_REQUIREMENT A:_
Do these statements agree with the interview on online privacy? (i) Dr. Brown has been a trustee of Privacy International. (ii) The DNA samples mentioned come from over 850,000 people convicted of an offence. (iii) The government lost the personal data of tens of millions of people in the last 12 months. Answer yes or no for each, quoting the deciding words from the interview.
_REQUIREMENT B:_
Reproduce the interview on online privacy word for word, from "To answer these" to "of global companies.".
_REQUIREMENT C:_
Carry on the interview on online privacy from the point where it stops.
━━━━━ SOURCE DOCUMENT
As stories emerged recently that the UK government had potentially colluded with controversial behavioural targeting firm Phorm, NMK decided it was time to revisit the important subject of data protection and identity online. Are UK Internet users any better or worse than this time last year and what will things be like for us in the years to come?

To answer these questions NMK’s Chris Lee caught up with Dr. Ian Brown of the Oxford Internet Institute (OII). The OII describes itself as “devoted to the study of the impact of the Internet on society” and Dr. Brown’s research is primarily focused on public policy issues around information and the Internet, particularly privacy, copyright and e-democracy. In the last decade he has been a trustee of Privacy International, the Open Rights Group and the Foundation for Information Policy Research and an adviser to Greenpeace, Amnesty International and a number of global companies.

ian_brown

Above: Dr. Ian Brown, OII

What’s the current state of identity and privacy? As individuals, are we better protected or more exposed than we were 12 months ago?

The UK government has continued with its large-scale database programme, centralising sensitive personal information such as medical records, details of children's interactions with government, and DNA samples from over 850,000 people never convicted of an offence. Our Database State report for the Joseph Rowntree Reform Trust contains the full list. Now the Home Office wants to install wiretapping equipment across the Internet. All this from a government that has carelessly lost the personal data of tens of millions of people in the last 18 months.
━━━━━━━━━━
━━━━━ INPUT DATA
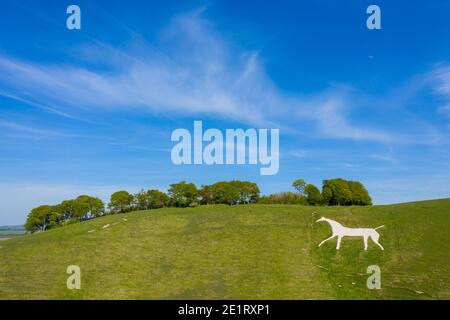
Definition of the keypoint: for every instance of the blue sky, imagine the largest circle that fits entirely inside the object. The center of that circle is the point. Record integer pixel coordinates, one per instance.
(91, 111)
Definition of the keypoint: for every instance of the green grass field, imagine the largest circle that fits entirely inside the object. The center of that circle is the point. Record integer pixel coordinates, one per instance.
(240, 252)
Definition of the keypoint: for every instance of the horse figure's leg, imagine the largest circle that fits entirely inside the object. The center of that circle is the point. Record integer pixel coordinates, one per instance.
(375, 238)
(365, 242)
(332, 236)
(338, 245)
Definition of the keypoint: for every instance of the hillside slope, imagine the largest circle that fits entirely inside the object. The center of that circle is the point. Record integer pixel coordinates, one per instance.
(240, 252)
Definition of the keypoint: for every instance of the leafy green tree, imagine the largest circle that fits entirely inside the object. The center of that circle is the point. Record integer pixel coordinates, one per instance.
(283, 198)
(141, 200)
(43, 218)
(248, 191)
(206, 194)
(343, 192)
(360, 195)
(313, 195)
(120, 202)
(182, 194)
(67, 209)
(157, 199)
(87, 207)
(299, 185)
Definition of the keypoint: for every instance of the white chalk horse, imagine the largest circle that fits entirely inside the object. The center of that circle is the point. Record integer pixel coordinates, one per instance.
(338, 230)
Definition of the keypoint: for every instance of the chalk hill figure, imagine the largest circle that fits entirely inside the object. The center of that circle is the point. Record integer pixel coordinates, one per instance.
(340, 231)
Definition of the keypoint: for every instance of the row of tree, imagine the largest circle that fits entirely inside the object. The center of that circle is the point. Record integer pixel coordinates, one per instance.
(184, 194)
(335, 192)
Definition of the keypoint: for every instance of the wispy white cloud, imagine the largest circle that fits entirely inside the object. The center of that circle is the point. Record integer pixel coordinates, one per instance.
(27, 131)
(442, 77)
(190, 70)
(199, 73)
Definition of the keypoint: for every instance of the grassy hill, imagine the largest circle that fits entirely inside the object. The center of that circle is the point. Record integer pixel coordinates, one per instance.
(240, 252)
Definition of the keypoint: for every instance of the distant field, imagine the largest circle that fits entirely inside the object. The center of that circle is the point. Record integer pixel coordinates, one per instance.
(238, 252)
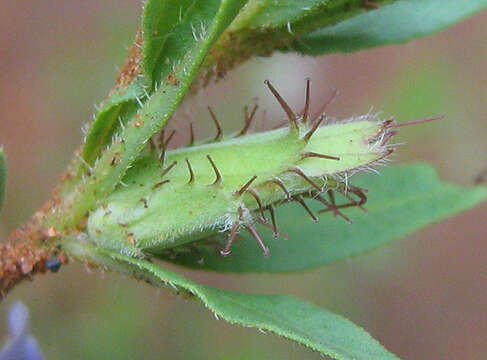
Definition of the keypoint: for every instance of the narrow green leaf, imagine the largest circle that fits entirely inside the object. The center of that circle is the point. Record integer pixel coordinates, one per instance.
(114, 113)
(182, 54)
(404, 199)
(159, 21)
(180, 59)
(291, 318)
(397, 22)
(3, 175)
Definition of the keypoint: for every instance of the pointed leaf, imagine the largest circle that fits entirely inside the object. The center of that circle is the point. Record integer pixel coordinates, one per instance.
(3, 175)
(291, 318)
(402, 200)
(397, 22)
(180, 59)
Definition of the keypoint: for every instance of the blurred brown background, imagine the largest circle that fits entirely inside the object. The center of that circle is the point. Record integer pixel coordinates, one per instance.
(424, 297)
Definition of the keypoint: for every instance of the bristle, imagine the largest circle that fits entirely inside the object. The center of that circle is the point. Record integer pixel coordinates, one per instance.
(219, 132)
(414, 122)
(311, 131)
(331, 207)
(248, 120)
(166, 170)
(313, 154)
(321, 111)
(331, 196)
(160, 183)
(306, 103)
(246, 186)
(191, 134)
(298, 171)
(257, 199)
(279, 183)
(387, 137)
(162, 156)
(273, 221)
(191, 173)
(169, 138)
(303, 204)
(218, 179)
(290, 114)
(231, 237)
(253, 231)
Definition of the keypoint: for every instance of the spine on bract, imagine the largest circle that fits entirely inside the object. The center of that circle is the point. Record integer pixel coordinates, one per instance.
(171, 198)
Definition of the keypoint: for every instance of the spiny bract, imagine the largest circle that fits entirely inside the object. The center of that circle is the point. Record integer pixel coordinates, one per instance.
(180, 196)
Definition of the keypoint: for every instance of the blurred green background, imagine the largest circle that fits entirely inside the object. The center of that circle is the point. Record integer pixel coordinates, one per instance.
(424, 297)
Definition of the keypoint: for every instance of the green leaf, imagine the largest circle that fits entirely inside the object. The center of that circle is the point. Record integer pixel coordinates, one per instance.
(114, 112)
(291, 318)
(404, 199)
(180, 58)
(397, 22)
(3, 175)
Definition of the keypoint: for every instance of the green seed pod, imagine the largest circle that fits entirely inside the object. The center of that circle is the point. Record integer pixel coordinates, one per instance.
(180, 196)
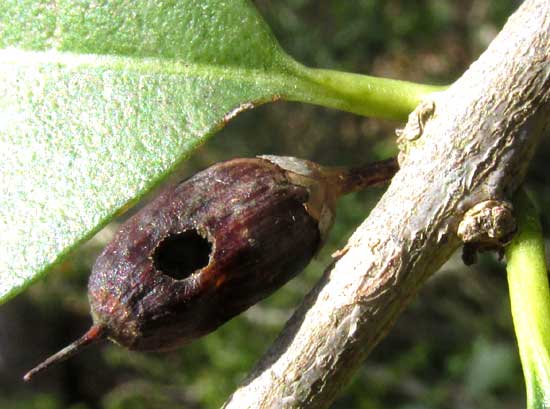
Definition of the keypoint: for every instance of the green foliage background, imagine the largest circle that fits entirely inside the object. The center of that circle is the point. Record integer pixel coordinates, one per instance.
(454, 348)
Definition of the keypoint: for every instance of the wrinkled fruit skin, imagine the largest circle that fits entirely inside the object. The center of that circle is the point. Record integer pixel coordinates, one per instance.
(247, 225)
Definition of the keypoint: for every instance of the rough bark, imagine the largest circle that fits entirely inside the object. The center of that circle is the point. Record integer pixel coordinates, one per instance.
(474, 146)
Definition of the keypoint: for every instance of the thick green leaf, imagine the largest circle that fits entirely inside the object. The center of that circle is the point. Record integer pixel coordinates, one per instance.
(100, 100)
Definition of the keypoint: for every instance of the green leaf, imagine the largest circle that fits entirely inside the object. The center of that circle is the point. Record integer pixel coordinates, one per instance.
(530, 301)
(99, 101)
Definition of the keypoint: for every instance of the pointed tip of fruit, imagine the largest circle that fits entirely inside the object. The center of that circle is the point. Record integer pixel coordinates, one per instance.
(94, 334)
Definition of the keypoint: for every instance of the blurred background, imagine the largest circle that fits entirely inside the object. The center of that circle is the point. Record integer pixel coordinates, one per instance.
(454, 347)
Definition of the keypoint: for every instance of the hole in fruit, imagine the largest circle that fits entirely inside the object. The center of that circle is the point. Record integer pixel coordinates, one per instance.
(179, 255)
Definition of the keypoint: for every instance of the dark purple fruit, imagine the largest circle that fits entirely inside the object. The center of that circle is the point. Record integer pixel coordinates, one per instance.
(208, 248)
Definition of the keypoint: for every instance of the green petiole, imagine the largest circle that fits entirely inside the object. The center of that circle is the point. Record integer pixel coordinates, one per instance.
(530, 302)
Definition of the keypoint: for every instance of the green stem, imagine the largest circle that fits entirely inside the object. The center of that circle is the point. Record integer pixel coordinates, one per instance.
(360, 94)
(530, 302)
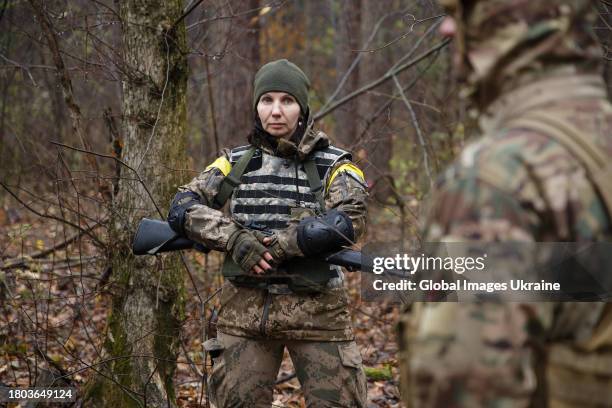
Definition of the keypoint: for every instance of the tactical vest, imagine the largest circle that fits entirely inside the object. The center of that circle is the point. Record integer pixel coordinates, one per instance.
(271, 191)
(578, 374)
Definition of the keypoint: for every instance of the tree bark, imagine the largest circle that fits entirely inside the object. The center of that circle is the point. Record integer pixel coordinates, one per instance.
(148, 294)
(235, 45)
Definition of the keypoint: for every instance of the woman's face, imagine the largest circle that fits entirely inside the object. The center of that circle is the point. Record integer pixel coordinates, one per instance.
(279, 113)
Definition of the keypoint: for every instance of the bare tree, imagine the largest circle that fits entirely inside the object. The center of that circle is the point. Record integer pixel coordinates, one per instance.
(234, 44)
(347, 42)
(378, 143)
(148, 295)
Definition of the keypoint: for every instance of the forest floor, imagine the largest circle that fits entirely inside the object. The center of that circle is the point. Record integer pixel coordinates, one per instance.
(53, 311)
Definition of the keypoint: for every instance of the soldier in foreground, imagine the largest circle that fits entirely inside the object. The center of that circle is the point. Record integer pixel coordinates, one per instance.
(537, 174)
(287, 180)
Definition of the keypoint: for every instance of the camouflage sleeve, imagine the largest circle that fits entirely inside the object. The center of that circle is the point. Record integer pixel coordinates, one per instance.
(473, 354)
(203, 223)
(346, 190)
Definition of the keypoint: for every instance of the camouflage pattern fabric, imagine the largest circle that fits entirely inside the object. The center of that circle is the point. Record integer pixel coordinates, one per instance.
(506, 43)
(517, 184)
(245, 372)
(253, 312)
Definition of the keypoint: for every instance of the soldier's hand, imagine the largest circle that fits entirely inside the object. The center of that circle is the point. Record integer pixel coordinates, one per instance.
(248, 252)
(283, 244)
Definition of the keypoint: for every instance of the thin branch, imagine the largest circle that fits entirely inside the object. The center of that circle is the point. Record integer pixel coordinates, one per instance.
(53, 217)
(64, 76)
(417, 128)
(118, 160)
(381, 80)
(355, 61)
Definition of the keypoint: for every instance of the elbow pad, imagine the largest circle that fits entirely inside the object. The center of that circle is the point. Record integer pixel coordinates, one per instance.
(183, 200)
(327, 233)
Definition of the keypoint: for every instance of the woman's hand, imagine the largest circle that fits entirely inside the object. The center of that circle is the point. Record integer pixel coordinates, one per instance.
(247, 251)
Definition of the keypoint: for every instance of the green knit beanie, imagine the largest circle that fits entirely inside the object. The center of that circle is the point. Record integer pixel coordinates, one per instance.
(282, 76)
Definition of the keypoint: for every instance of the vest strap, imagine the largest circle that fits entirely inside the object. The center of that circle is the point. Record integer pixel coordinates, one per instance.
(232, 180)
(598, 166)
(315, 181)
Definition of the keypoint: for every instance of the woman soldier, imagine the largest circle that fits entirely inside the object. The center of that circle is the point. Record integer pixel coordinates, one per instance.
(292, 196)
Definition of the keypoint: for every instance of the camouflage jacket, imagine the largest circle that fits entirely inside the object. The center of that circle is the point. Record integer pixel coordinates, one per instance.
(323, 316)
(515, 184)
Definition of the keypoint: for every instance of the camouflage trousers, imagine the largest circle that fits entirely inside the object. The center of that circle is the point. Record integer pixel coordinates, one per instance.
(244, 374)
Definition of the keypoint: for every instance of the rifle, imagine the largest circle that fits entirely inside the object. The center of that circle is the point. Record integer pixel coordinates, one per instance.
(156, 236)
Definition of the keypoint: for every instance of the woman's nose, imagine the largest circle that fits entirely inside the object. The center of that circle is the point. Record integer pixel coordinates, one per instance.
(276, 108)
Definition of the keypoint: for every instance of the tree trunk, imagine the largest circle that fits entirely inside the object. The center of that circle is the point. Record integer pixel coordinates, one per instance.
(235, 44)
(377, 140)
(605, 37)
(148, 294)
(347, 42)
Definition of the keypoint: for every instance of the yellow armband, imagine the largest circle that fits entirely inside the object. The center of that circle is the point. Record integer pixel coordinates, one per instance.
(348, 167)
(222, 164)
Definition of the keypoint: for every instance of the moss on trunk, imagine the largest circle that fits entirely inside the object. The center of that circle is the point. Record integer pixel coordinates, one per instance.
(148, 302)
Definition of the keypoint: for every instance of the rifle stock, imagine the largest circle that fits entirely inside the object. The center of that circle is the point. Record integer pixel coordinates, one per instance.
(156, 236)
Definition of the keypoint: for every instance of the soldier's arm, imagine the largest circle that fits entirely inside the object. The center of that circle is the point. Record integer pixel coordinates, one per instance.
(473, 354)
(346, 190)
(203, 223)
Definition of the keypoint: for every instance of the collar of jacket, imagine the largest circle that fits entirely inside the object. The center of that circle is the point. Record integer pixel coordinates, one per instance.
(560, 87)
(301, 144)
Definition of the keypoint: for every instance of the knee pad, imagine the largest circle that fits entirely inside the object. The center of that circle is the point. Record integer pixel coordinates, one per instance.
(327, 233)
(183, 201)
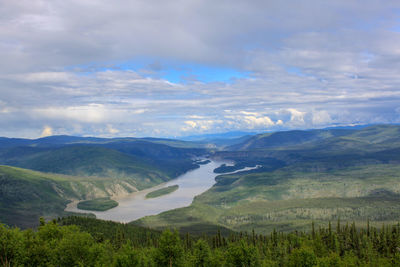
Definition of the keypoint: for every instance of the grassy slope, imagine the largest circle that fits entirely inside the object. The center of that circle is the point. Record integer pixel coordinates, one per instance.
(98, 204)
(25, 195)
(354, 177)
(93, 161)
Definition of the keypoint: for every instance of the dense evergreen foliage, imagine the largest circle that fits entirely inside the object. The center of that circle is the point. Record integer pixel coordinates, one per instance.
(99, 243)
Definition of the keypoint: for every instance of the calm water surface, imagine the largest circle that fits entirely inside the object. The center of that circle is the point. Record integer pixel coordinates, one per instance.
(135, 205)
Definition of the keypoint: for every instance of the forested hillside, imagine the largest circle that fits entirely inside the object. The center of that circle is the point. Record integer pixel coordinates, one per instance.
(59, 169)
(90, 242)
(320, 175)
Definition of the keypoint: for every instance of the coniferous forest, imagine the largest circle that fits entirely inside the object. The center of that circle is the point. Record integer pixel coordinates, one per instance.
(80, 241)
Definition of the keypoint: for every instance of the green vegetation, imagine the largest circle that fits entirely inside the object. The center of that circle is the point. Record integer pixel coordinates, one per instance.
(353, 175)
(77, 241)
(98, 204)
(162, 191)
(25, 195)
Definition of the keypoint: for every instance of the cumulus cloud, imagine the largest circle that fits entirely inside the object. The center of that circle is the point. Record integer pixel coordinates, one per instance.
(47, 131)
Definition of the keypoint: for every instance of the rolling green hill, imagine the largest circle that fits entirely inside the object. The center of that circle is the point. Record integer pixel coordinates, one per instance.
(25, 195)
(353, 175)
(93, 161)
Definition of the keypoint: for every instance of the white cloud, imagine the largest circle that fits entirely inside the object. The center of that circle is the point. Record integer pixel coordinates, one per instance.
(47, 131)
(321, 117)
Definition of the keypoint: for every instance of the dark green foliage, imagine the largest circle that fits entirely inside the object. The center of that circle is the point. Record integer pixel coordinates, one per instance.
(201, 254)
(170, 249)
(125, 246)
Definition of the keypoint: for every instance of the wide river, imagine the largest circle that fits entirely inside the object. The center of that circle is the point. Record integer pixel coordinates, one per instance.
(135, 205)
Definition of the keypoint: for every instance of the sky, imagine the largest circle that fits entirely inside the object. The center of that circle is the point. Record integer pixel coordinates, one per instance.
(178, 68)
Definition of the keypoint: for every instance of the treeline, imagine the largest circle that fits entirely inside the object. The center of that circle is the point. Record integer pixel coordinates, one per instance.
(98, 243)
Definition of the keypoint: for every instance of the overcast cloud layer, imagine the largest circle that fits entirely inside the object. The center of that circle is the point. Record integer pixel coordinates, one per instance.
(105, 68)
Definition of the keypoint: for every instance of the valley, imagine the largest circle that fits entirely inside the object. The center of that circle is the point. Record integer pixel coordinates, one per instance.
(282, 180)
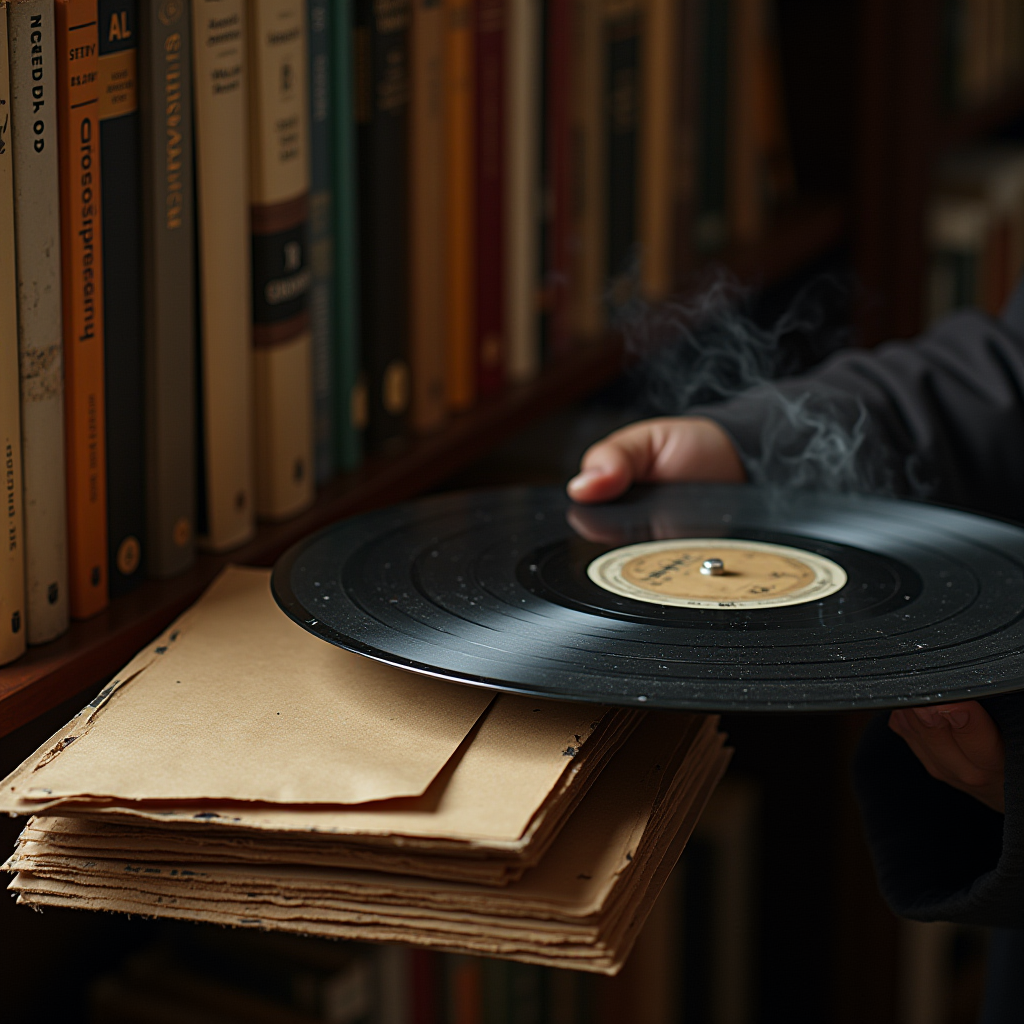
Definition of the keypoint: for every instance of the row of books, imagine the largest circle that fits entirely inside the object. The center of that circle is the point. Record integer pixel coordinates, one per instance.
(983, 49)
(243, 240)
(976, 230)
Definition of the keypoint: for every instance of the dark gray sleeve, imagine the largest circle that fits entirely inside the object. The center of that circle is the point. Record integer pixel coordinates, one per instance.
(940, 854)
(941, 417)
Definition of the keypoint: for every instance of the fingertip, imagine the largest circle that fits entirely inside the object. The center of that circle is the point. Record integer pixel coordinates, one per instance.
(595, 485)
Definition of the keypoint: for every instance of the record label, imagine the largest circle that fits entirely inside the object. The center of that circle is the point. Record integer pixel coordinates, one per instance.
(708, 597)
(722, 573)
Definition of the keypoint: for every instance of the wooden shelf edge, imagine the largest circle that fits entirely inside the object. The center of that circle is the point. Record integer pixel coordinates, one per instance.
(91, 651)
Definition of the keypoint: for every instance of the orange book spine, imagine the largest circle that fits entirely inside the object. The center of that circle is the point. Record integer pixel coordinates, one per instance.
(461, 355)
(78, 118)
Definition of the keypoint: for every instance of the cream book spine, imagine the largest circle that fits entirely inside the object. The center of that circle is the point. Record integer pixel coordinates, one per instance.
(220, 98)
(522, 200)
(279, 118)
(428, 216)
(12, 541)
(37, 237)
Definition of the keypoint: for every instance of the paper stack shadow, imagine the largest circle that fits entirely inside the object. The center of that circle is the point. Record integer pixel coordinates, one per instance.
(243, 772)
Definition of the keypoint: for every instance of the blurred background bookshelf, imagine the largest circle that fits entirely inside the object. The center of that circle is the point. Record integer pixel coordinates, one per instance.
(876, 97)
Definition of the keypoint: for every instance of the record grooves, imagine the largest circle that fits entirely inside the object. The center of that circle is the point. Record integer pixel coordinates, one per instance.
(921, 603)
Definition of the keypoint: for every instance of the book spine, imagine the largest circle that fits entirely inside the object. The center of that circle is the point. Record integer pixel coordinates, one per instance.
(711, 212)
(684, 112)
(558, 183)
(124, 384)
(459, 123)
(81, 250)
(587, 282)
(318, 14)
(349, 391)
(220, 89)
(659, 155)
(168, 284)
(281, 274)
(489, 27)
(382, 113)
(745, 55)
(522, 147)
(427, 216)
(623, 43)
(11, 539)
(37, 232)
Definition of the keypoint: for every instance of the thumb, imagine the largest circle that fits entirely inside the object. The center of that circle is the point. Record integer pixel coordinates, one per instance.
(609, 467)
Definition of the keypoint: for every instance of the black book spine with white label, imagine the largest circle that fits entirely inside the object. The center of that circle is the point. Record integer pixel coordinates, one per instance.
(281, 274)
(11, 532)
(169, 284)
(123, 366)
(37, 235)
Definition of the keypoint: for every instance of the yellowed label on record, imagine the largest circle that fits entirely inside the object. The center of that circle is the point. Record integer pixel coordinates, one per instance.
(716, 572)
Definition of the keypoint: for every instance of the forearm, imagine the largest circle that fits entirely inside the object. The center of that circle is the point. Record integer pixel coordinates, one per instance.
(939, 418)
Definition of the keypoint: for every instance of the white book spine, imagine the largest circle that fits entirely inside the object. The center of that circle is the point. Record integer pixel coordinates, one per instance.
(523, 125)
(11, 539)
(37, 233)
(221, 118)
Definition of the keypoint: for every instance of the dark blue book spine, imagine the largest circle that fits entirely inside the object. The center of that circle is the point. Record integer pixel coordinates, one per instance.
(125, 386)
(711, 214)
(382, 116)
(322, 235)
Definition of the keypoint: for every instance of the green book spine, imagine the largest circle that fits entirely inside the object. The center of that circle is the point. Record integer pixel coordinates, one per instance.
(318, 14)
(382, 116)
(349, 398)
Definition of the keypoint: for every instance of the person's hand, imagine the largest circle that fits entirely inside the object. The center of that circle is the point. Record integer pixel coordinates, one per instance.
(671, 450)
(957, 743)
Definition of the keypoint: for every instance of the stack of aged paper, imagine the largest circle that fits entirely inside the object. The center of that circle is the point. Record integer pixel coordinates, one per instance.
(242, 771)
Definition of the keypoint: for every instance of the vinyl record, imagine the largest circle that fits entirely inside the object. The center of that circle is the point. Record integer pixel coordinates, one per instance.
(705, 597)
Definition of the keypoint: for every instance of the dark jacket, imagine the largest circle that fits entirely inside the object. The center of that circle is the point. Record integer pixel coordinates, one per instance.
(944, 417)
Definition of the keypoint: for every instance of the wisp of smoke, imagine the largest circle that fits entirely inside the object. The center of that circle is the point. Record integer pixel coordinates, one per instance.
(708, 350)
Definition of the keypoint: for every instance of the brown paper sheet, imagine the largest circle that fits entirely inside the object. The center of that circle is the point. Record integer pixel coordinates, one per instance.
(581, 907)
(238, 702)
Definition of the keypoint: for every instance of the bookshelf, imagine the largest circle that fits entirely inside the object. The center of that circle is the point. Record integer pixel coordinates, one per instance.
(93, 649)
(891, 131)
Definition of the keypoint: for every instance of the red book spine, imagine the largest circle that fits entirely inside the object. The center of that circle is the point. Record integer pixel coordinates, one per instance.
(559, 173)
(491, 75)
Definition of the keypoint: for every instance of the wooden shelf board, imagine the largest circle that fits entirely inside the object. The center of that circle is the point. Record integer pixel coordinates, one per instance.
(977, 122)
(93, 650)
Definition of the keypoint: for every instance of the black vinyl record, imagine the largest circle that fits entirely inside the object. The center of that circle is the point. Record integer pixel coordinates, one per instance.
(804, 601)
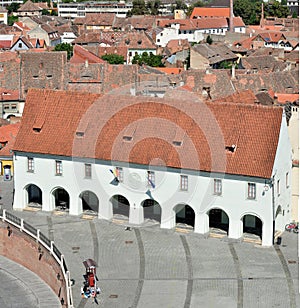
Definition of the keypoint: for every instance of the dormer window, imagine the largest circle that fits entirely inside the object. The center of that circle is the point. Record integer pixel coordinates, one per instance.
(79, 134)
(127, 138)
(230, 148)
(37, 129)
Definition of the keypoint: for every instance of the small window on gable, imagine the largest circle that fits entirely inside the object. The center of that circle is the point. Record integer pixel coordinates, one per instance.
(88, 171)
(218, 187)
(120, 174)
(251, 190)
(30, 164)
(58, 167)
(184, 183)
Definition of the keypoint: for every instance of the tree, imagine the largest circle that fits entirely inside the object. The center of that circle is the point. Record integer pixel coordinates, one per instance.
(138, 8)
(13, 7)
(65, 47)
(148, 59)
(11, 20)
(113, 58)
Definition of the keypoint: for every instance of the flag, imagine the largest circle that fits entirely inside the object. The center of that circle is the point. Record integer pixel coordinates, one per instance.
(148, 193)
(151, 183)
(115, 181)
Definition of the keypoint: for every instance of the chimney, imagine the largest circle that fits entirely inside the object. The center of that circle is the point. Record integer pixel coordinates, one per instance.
(233, 71)
(231, 17)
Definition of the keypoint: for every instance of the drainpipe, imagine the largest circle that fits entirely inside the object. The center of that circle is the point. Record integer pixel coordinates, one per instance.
(273, 208)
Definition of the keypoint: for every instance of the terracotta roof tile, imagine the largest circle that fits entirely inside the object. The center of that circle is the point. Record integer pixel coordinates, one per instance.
━━━━━━━━━━
_REPLY A:_
(i) Yes: "he has been a trustee of Privacy International"
(ii) No: "DNA samples from over 850,000 people never convicted of an offence"
(iii) No: "lost the personal data of tens of millions of people in the last 18 months"

_REPLY B:_
To answer these questions NMK’s Chris Lee caught up with Dr. Ian Brown of the Oxford Internet Institute (OII). The OII describes itself as “devoted to the study of the impact of the Internet on society” and Dr. Brown’s research is primarily focused on public policy issues around information and the Internet, particularly privacy, copyright and e-democracy. In the last decade he has been a trustee of Privacy International, the Open Rights Group and the Foundation for Information Policy Research and an adviser to Greenpeace, Amnesty International and a number of global companies.

_REPLY C:_
It seems only intervention by the European Commission (EC) and European Court of Human Rights (ECHR) is likely to stop this juggernaut. The EC says our data protection laws don't properly protect privacy and the ECHR has found our DNA database breaches the European Convention on Human Rights (in S & Marper v UK). We are now waiting for the government's response to these rulings.

If it’s worse, why and how worried should we be?

In 2006, Information Commissioner Richard Thomas warned Britons were "waking up to a surveillance society that is already all around us". Tony Blair and Gordon Brown have been actively hostile to privacy, partly in an attempt to portray their political opponents as "weak" on crime. Without a change of government it seems this is only going to get worse.

How does privacy in the UK stack up against other European Union states and the US?

Privacy International found last year that the UK was the worst surveillance state in the EU, on a par with George Bush's US administration. President Obama now has to deal with illegal large-scale wiretapping and surveillance by the US National Security Agency, but seems rather occupied cleaning up after the CIA's torture programme.

What’s your view on Phorm? Is the European Commission likely to be successful in curtailing it?

Phorm has made significant efforts to protect users' privacy, but fundamentally I think its model of profiling users by intercepting their Web browsing sessions is wrong. If users want to receive "targeted" advertising, profiling should be done on their own PCs by software they have full control over. Otherwise the potential for accidental leaks and deliberate government surveillance is too great.

Now that the European Commission has taken the first steps towards legal action in the European Court of Justice, the UK has little choice but to fix its defective privacy laws.

Do you use social networks yourself? If so, what’s your advice on best practice to individuals to avoid compromising data, especially given that some information posted about them may be out of their control?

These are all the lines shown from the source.